- **Excerpt**
◇ ◇ ◇ ◇ ◇ ◇ ◇

Roger, This looks interesting. I like the idea of having an intermediate file you can correct before generating the HTML. I'm still plugging away at the Bhagavata Purana text file, but when its done it should be a good test for your conversion. It has family trees, tables, footnotes, poetry and who knows what else. James Simmons On Wed, Jan 4, 2012 at 6:22 AM, Roger Frank <rfrank@rfrank.net> wrote:
When I look at a page from a book, I can figure out what is poetry, what is a block quote, what is a chapter title, and so forth. I got to thinking: if I can do that, why can't a computer? How powerful it would be, especially for a new post processor, if all they had to do was get the text to match the book and have the computer make all the decisions to make the HTML and other formats! I've been experimenting with that and have generated a few books for PG using a “zero" markup language.
The books I work on tend to be simple and the computer doesn't have to think very hard to recognize the typographical constructions. Thanks to BB for his test-suite-2012.txt file, which is a good collection of what my generator should handle. I have some coding to do to be able to handle the more complicated situations.
For those that are interested in technical details, here is more information. The way I did this was to generate an intermediate file showing results of the analysis by the computer. Here is a paragraph from the intermediate file:
p | It was not Sammy who awoke the next time, but p | Tess. She became wide awake in a moment, hearing p | a sound from somewhere outside of the cave. p | She sat up to hear it repeated.
and here is poetry:
v | “‘Katie Beardie had a grice, v | It could skate upon the ice; v | Wasna that a dainty grice? v | Dance, Katie Beardie!
This allows me to see how accurate the program is and adjust the coding appropriately. The marks in the left column describe the text in the right column, and then this file generates the HTML or other output formats. As of now, it's a two-step process: generating the input file marked up as shown above and then generating the output files. A key point here is that everything to the right of the vertical bar is text exactly as a non-technical post-processor would want to produce it. There is essentially no markup to the right of the vertical bar.

◇ ◇ ◇ ◇ ◇ ◇ ◇

- **Data lines**
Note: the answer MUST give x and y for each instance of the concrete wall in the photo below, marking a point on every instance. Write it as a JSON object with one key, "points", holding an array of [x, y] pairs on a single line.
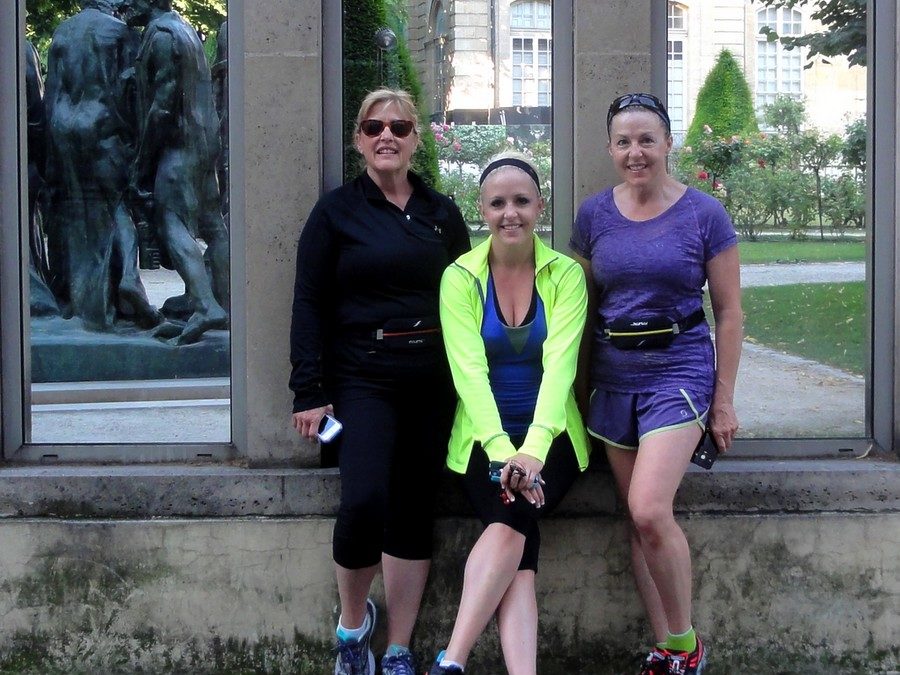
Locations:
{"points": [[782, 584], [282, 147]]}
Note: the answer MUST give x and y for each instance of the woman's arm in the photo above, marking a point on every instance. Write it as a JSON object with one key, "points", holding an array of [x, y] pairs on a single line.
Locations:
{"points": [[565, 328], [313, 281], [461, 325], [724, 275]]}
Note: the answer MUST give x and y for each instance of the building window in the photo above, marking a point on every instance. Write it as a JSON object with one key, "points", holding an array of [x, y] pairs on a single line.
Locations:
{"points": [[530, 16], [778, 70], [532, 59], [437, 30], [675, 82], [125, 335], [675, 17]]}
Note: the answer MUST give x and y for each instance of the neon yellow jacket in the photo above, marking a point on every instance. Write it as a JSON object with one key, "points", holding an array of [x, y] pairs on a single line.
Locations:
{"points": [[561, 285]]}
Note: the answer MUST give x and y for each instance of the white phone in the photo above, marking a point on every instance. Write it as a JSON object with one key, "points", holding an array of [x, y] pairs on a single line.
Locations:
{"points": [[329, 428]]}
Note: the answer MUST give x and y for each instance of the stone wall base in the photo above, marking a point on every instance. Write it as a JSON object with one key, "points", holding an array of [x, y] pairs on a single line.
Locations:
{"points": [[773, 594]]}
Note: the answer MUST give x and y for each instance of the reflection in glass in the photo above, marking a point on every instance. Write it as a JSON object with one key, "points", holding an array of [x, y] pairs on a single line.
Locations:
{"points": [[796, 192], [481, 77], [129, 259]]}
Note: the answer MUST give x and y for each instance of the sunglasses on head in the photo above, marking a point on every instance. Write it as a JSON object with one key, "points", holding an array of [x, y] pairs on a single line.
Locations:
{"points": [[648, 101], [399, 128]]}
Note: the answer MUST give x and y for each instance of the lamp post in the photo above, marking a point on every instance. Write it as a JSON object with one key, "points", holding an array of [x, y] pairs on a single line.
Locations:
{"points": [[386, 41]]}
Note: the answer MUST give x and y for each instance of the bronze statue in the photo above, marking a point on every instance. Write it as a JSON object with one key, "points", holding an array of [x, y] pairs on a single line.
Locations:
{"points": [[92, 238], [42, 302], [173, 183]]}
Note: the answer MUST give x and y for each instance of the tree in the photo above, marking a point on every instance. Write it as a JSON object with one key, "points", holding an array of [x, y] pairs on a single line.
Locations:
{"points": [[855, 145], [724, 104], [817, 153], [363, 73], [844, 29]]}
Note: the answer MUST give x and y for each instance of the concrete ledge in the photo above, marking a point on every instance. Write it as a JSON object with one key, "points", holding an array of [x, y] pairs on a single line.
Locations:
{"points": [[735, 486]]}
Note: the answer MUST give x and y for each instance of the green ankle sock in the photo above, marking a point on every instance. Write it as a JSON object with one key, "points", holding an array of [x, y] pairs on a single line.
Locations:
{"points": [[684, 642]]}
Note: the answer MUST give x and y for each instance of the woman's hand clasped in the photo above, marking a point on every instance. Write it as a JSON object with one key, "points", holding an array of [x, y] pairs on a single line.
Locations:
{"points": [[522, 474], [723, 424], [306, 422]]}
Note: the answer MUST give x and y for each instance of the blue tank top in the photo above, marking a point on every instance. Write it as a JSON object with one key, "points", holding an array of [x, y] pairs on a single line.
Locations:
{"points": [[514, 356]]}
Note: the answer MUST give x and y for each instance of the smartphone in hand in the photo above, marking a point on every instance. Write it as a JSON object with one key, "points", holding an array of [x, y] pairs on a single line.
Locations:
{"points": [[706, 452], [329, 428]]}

◇ ◇ ◇ ◇ ◇ ◇ ◇

- **To-do list**
1 > Transcribe the zero-markup thread from "For those that" up to and including "hear it repeated.".
2 > In the zero-markup thread, which file from BB is credited as a good collection of what the generator should handle?
The material was taken from a separate source and is unrelated to the zero-markup thread.

- **Answers in order**
1 >
For those that are interested in technical details, here is more information. The way I did this was to generate an intermediate file showing results of the analysis by the computer. Here is a paragraph from the intermediate file:
p | It was not Sammy who awoke the next time, but p | Tess. She became wide awake in a moment, hearing p | a sound from somewhere outside of the cave. p | She sat up to hear it repeated.

2 > The test-suite-2012.txt file.